_TASK BRIEF_. Please repeat every entry, keeping each one exactly the same.

== Segment start ==

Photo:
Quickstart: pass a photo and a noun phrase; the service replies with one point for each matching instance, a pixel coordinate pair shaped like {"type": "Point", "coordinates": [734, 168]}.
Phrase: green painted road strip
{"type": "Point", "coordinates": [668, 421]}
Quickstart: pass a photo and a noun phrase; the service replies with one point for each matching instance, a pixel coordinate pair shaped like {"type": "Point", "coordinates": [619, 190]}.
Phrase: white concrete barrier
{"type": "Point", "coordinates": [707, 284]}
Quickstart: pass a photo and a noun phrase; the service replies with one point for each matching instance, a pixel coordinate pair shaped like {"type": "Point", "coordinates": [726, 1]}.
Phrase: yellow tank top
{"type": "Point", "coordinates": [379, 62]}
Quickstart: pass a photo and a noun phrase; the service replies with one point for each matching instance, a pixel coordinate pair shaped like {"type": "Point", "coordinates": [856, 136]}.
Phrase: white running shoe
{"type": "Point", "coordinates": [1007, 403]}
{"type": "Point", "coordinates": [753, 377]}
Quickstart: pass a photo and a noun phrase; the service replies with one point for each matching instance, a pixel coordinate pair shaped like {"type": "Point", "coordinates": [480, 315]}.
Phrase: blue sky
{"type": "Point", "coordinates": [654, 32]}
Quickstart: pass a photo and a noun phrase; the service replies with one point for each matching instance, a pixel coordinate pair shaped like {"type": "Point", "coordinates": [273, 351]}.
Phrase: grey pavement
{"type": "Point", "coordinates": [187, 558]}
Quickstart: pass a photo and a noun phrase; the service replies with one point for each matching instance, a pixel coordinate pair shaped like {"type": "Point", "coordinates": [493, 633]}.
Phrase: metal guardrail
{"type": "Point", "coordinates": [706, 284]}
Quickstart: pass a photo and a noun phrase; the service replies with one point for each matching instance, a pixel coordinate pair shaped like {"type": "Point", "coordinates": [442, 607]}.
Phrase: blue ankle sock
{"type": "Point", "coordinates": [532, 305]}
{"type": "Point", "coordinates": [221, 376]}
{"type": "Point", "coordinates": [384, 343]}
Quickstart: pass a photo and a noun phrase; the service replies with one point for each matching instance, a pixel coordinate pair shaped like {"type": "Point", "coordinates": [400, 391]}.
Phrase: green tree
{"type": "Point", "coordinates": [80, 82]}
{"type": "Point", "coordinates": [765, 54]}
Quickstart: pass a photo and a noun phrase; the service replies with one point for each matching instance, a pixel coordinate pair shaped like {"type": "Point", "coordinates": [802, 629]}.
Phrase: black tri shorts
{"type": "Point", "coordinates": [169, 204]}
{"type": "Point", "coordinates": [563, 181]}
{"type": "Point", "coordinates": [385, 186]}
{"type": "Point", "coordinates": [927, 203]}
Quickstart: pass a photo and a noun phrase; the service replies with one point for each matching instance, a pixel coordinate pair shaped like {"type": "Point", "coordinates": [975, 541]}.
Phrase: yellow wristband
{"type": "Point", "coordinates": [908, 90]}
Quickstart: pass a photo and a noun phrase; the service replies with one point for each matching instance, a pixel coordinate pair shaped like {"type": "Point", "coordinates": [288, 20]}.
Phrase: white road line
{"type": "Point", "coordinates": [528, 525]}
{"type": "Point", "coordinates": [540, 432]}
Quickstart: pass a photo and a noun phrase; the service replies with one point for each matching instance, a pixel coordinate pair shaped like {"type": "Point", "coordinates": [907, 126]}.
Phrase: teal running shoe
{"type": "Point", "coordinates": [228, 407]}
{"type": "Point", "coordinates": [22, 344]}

== Segment end ==

_RESULT OF THE EXERCISE_.
Photo:
Quickstart: pass a photo and a noun phrase; the service replies with one point for each matching instance, a pixel coordinate pair shaped like {"type": "Point", "coordinates": [734, 168]}.
Phrase: green painted road strip
{"type": "Point", "coordinates": [668, 421]}
Quickstart: pass a photo and a noun phrase; the service replies with one point for each matching instance, a pixel coordinate pair shaped like {"type": "Point", "coordinates": [619, 190]}.
Phrase: white concrete barrier
{"type": "Point", "coordinates": [707, 284]}
Quickstart: pass a photo and a noun phrase; the service replies with one point for each matching instance, a pixel coordinate pair shaped like {"type": "Point", "coordinates": [726, 1]}.
Phrase: yellow tank top
{"type": "Point", "coordinates": [379, 62]}
Quickstart: pass a photo and a noun phrase; the service replies with one point for each matching instance, a pixel coordinate pair shaped like {"type": "Point", "coordinates": [856, 136]}.
Phrase: white running shoe
{"type": "Point", "coordinates": [1007, 403]}
{"type": "Point", "coordinates": [753, 377]}
Quickstart: pass a photo and a noun phrase; the service replies with one point for each matching instance, a pixel coordinate pair shaped like {"type": "Point", "coordinates": [480, 315]}.
Phrase: blue sky
{"type": "Point", "coordinates": [654, 32]}
Quickstart: pass a photo and a noun phrase; the service replies with one point for each matching instance, a pixel coordinate pair shaped like {"type": "Point", "coordinates": [273, 351]}.
Phrase: grey pavement
{"type": "Point", "coordinates": [187, 558]}
Quickstart: pass a photo and a noun phrase; the service replies with one point for each matching instance, a pixel coordinate pair shaped like {"type": "Point", "coordinates": [493, 633]}.
Phrase: metal guardrail
{"type": "Point", "coordinates": [706, 284]}
Quickstart: pass a photo and a noun phrase; the service replies with one point for each matching instance, a pixel coordinate pair shaped like {"type": "Point", "coordinates": [442, 607]}.
Phrase: blue ankle sock
{"type": "Point", "coordinates": [532, 305]}
{"type": "Point", "coordinates": [221, 376]}
{"type": "Point", "coordinates": [384, 343]}
Quickstart: pass a photo and a noun phrase; the service replies with one point for each matching instance, a pixel coordinate pair shaped like {"type": "Point", "coordinates": [400, 391]}.
Phrase: green tree
{"type": "Point", "coordinates": [80, 82]}
{"type": "Point", "coordinates": [765, 54]}
Quickstart: pass a photo and a noun phrase; the service replies with one point for each matching instance, a pixel coordinate pair shaped like {"type": "Point", "coordinates": [802, 629]}.
Phrase: black tri shorts
{"type": "Point", "coordinates": [169, 204]}
{"type": "Point", "coordinates": [563, 181]}
{"type": "Point", "coordinates": [385, 186]}
{"type": "Point", "coordinates": [927, 203]}
Quickstart: pass a photo and a noun phrase; the service replies with one point for each matching instance, a pixel coordinate pair shaped like {"type": "Point", "coordinates": [975, 541]}.
Phrase: yellow wristband
{"type": "Point", "coordinates": [908, 90]}
Quickstart: pass a photo and a noun phrase; the service replies with one point for each matching instance, a pixel coordinate pair shaped like {"type": "Point", "coordinates": [288, 20]}.
Phrase: white road line
{"type": "Point", "coordinates": [528, 525]}
{"type": "Point", "coordinates": [540, 432]}
Quickstart: pass a photo and a noun phrase; the service replies with one point for each matching instance, a pixel coordinate pair shaped like {"type": "Point", "coordinates": [907, 126]}.
Phrase: teal running shoe
{"type": "Point", "coordinates": [228, 407]}
{"type": "Point", "coordinates": [22, 344]}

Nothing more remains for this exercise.